##### Passage to read #####
Save to your scrapbook

    American Strawberry Shortcake

    This will be saved to your scrapbook

    You can also add it to one of your existing cookbooks


    American Strawberry Shortcake

    Ask for shortcake in England and you'll most likely be offered a triangle or two of the short, rich biscuit our Scottish cousins call shortbread. Take a trip over the Atlantic, however, and you'll get a scone-like creation, usually supporting a mountain of whipped cream and strawberries. It's a classic American dessert, said to date back to the time the colonists adapted a recipe for strawberry bread from the American Indians. My version also has an innovation: a small sprinkling of chopped rosemary added to the scone base, which gives a delicious flavour contrast to the strawberries.
#####
— Exercise objective —
Update the shortcake passage, beginning at "This will be" and stopping after "to the strawberries.", with "whipped cream" changed to "clotted cream". Answer using only the shortcake passage.
##### Given material #####
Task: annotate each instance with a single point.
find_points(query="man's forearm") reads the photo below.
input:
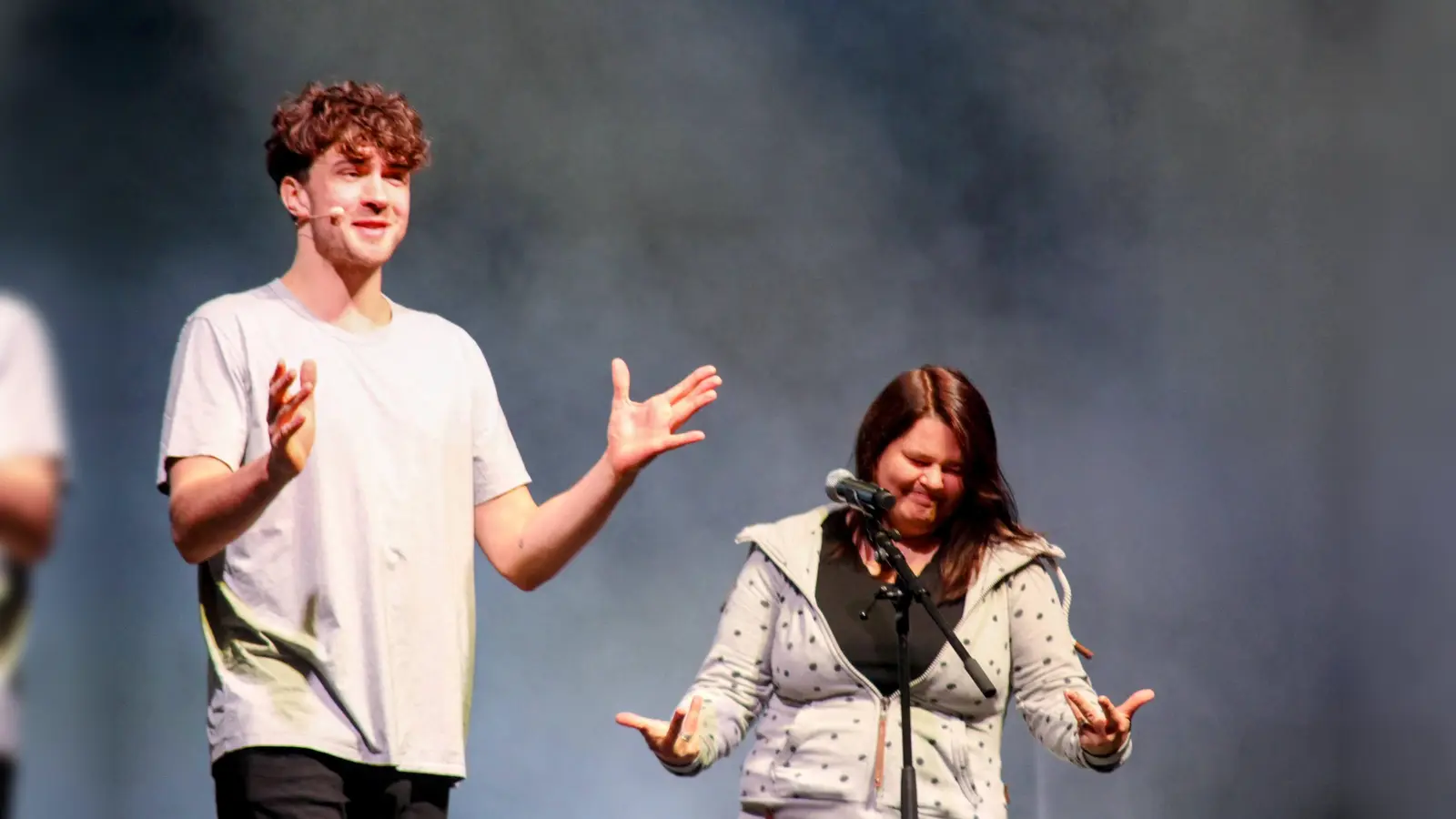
#####
— Response to the task —
This will be saved to your scrapbook

    You can also add it to one of your existing cookbooks


    American Strawberry Shortcake

    Ask for shortcake in England and you'll most likely be offered a triangle or two of the short, rich biscuit our Scottish cousins call shortbread. Take a trip over the Atlantic, however, and you'll get a scone-like creation, usually supporting a mountain of clotted cream and strawberries. It's a classic American dessert, said to date back to the time the colonists adapted a recipe for strawberry bread from the American Indians. My version also has an innovation: a small sprinkling of chopped rosemary added to the scone base, which gives a delicious flavour contrast to the strawberries.